▸ **WHAT YOU SHOULD DO**
Return every line of the data below, exactly.
** Opening LISTED ENTRIES block **
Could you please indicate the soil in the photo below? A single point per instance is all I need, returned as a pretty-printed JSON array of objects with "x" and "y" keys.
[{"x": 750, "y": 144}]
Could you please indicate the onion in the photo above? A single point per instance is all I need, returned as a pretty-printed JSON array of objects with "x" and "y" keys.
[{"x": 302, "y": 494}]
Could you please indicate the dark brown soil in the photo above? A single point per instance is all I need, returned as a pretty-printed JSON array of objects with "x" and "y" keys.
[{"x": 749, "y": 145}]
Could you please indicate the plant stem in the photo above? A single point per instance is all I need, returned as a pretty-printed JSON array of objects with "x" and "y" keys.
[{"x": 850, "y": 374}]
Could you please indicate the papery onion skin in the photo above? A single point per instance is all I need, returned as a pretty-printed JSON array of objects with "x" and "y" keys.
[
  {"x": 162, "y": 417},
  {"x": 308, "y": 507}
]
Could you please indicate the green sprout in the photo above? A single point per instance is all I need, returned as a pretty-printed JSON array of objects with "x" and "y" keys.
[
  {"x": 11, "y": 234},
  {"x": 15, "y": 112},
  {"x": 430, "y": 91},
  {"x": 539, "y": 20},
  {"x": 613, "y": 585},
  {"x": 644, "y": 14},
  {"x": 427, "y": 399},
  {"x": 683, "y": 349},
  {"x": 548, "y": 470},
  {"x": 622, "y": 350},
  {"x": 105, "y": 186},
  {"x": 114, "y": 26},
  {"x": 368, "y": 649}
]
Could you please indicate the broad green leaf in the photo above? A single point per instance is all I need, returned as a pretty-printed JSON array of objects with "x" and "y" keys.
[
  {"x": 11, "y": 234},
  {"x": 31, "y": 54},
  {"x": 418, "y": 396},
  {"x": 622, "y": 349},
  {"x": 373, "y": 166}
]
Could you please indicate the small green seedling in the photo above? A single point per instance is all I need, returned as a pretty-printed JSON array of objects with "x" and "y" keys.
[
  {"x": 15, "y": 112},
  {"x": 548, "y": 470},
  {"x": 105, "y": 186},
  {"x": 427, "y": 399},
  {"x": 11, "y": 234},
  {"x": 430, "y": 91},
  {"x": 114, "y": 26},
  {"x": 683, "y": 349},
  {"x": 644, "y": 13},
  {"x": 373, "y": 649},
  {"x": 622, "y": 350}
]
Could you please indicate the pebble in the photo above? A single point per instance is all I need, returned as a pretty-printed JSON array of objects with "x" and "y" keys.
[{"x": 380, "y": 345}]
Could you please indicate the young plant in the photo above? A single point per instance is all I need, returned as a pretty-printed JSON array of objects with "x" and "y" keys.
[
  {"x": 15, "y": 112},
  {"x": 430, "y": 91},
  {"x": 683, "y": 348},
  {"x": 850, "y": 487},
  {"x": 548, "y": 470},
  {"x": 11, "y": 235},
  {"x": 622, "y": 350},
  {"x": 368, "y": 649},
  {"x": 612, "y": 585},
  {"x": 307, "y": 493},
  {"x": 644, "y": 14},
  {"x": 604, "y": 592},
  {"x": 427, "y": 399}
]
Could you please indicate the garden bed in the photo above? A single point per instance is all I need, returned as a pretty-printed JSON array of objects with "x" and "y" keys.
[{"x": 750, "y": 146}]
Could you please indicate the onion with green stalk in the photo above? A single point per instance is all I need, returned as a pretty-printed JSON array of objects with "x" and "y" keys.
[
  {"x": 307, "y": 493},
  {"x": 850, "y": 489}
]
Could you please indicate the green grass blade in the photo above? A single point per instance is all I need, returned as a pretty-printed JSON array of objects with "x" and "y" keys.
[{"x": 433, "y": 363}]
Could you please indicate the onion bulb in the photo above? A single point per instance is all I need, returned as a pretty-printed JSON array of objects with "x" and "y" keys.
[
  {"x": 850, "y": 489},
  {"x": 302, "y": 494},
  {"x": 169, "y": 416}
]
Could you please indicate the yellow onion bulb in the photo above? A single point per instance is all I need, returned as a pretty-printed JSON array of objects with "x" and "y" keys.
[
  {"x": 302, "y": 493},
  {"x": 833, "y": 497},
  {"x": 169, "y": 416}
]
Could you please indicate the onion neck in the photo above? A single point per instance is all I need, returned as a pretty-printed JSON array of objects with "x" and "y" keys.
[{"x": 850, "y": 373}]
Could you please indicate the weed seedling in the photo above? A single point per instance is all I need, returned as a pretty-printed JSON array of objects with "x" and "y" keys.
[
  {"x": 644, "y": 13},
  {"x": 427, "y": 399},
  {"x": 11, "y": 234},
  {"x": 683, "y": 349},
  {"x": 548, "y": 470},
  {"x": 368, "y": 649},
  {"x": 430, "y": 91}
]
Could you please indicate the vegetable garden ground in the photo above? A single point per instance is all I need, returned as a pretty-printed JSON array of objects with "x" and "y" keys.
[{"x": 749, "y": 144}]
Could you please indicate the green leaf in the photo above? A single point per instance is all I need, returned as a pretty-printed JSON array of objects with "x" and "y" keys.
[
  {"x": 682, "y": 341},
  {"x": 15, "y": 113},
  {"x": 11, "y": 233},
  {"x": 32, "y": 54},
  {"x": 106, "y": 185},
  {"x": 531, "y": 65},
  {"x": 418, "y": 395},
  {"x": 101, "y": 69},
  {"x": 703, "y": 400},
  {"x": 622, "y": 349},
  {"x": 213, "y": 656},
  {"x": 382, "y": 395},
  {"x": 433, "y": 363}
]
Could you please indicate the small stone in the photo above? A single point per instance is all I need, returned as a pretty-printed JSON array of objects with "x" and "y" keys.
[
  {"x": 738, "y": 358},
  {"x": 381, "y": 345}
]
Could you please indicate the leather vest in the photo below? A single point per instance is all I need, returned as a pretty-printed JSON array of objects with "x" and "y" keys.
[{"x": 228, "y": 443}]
** Closing LISTED ENTRIES block **
▸ **EXERCISE RESULT**
Could you please indicate the soil in the photo below? A single point per instance is all I need, returned as a pretty-printed JSON array of objects with "x" and "y" keys.
[{"x": 750, "y": 144}]
Could you please indicate the onion in the photo above? A single point per instance is all I need, returned as a pretty-printed JSON array of objects with "x" and "y" keys.
[{"x": 302, "y": 494}]
Could you please indicate the dark brown soil in the photo above? A single point per instance is all I need, returned as a pretty-printed JSON array of objects with "x" and "y" keys.
[{"x": 749, "y": 145}]
Could you please indicate the plant stem in the photo above? A single point per instance is all I need, returned as a pretty-printed JSON array of objects with "x" and "y" keys.
[{"x": 850, "y": 374}]
Could you please indicate the papery onion skin in the photo above? A single point per instance is all I need, returned as a pretty-printed JSON array of objects with "x" and "y" keys.
[
  {"x": 162, "y": 417},
  {"x": 308, "y": 507}
]
Could you please indicate the green sprout in the photo above? A single point per instance is all I need, returned as a pretty-printed JSON array of objects with "x" and "y" keys.
[
  {"x": 11, "y": 234},
  {"x": 15, "y": 112},
  {"x": 430, "y": 91},
  {"x": 539, "y": 20},
  {"x": 613, "y": 585},
  {"x": 644, "y": 14},
  {"x": 427, "y": 399},
  {"x": 683, "y": 349},
  {"x": 548, "y": 470},
  {"x": 622, "y": 350},
  {"x": 105, "y": 186},
  {"x": 114, "y": 26},
  {"x": 368, "y": 649}
]
Could you please indicate the broad green leaf in the photo above? A single point per instance is all I need, returned as a pretty-printed JSON array of objects with "x" and "y" keys.
[
  {"x": 11, "y": 234},
  {"x": 31, "y": 54},
  {"x": 418, "y": 396},
  {"x": 622, "y": 349},
  {"x": 373, "y": 166}
]
Could you please indicate the small green seedling in the photo above? A single point per instance is all I need, returned as a pretty-printed JSON array of objects with "x" and "y" keys.
[
  {"x": 15, "y": 112},
  {"x": 548, "y": 470},
  {"x": 105, "y": 186},
  {"x": 427, "y": 399},
  {"x": 11, "y": 234},
  {"x": 430, "y": 91},
  {"x": 114, "y": 26},
  {"x": 683, "y": 349},
  {"x": 644, "y": 13},
  {"x": 373, "y": 649},
  {"x": 622, "y": 350}
]
Could you please indicate the pebble in the photo above? A single point per instance is all I need, returned as a pretty-printed JSON array of objects with "x" and "y" keys.
[{"x": 380, "y": 345}]
Could you please indicate the young plant in the photo above? A single point per instance is all I need, returned as a pretty-printed JSON array of objects with "x" and "y" keys.
[
  {"x": 15, "y": 112},
  {"x": 430, "y": 91},
  {"x": 683, "y": 348},
  {"x": 850, "y": 487},
  {"x": 548, "y": 470},
  {"x": 11, "y": 235},
  {"x": 622, "y": 350},
  {"x": 368, "y": 649},
  {"x": 612, "y": 585},
  {"x": 307, "y": 493},
  {"x": 644, "y": 14},
  {"x": 604, "y": 592},
  {"x": 427, "y": 399}
]
Could you please indicate the garden bed in the photo above? A single point per instance is all I need, returned as a pretty-printed JSON array of objects with "x" and "y" keys.
[{"x": 750, "y": 146}]
Could you please indicate the onion with green stalk in the photo above? A single point per instance is all I need, returned as a pretty-printed JSON array of objects with "x" and "y" keys.
[
  {"x": 307, "y": 493},
  {"x": 850, "y": 489}
]
Could you please indicate the green grass blade in the photo above? A single point per instance is all I need, returned as a pretty-printed JSON array of objects with "x" and "y" keys.
[{"x": 433, "y": 363}]
Could you please indicate the onion bulb in the photo above? A single point per instance is all I need, returned as a pretty-printed JSON array of objects with "x" and "y" keys.
[
  {"x": 850, "y": 489},
  {"x": 302, "y": 494},
  {"x": 169, "y": 416}
]
Could you please indicate the yellow onion bulb in the photo above? A single point per instance is all I need, returned as a pretty-printed JSON array of objects with "x" and "y" keys.
[
  {"x": 302, "y": 493},
  {"x": 833, "y": 497},
  {"x": 169, "y": 416}
]
Could you please indicate the onion neck in the photo above? A single point per instance is all I need, returned as a pretty-printed JSON array of objects with "x" and "y" keys.
[{"x": 850, "y": 373}]
Could you please indicate the weed seedling in the photo above? A single point per instance is all I need, returned as a pretty-printed JSON array of objects with "x" and "y" keys.
[
  {"x": 644, "y": 13},
  {"x": 427, "y": 399},
  {"x": 11, "y": 234},
  {"x": 683, "y": 349},
  {"x": 548, "y": 470},
  {"x": 368, "y": 649},
  {"x": 430, "y": 91}
]
Could you please indicate the vegetable garden ground in the photo above? A single point per instance is all I need, returned as a pretty-printed JSON array of objects with "x" and "y" keys.
[{"x": 749, "y": 144}]
Could you please indicate the green leaf in the photo above? A single point per instance is all I need, returned as a pretty-printed JSON array of objects with "x" and "y" keys.
[
  {"x": 682, "y": 341},
  {"x": 15, "y": 113},
  {"x": 11, "y": 233},
  {"x": 32, "y": 54},
  {"x": 106, "y": 185},
  {"x": 531, "y": 65},
  {"x": 418, "y": 395},
  {"x": 101, "y": 69},
  {"x": 703, "y": 400},
  {"x": 622, "y": 349},
  {"x": 213, "y": 656},
  {"x": 382, "y": 395},
  {"x": 433, "y": 363}
]
Could you please indicate the small stone in the photo above? A single point per instance is all I need, returned as a pretty-printed JSON array of objects with "x" and "y" keys.
[
  {"x": 738, "y": 358},
  {"x": 381, "y": 345}
]
Could you please indicate the leather vest in the photo below? A single point per instance is all I need, returned as a pretty-printed JSON array of objects with "x" and "y" keys.
[{"x": 228, "y": 443}]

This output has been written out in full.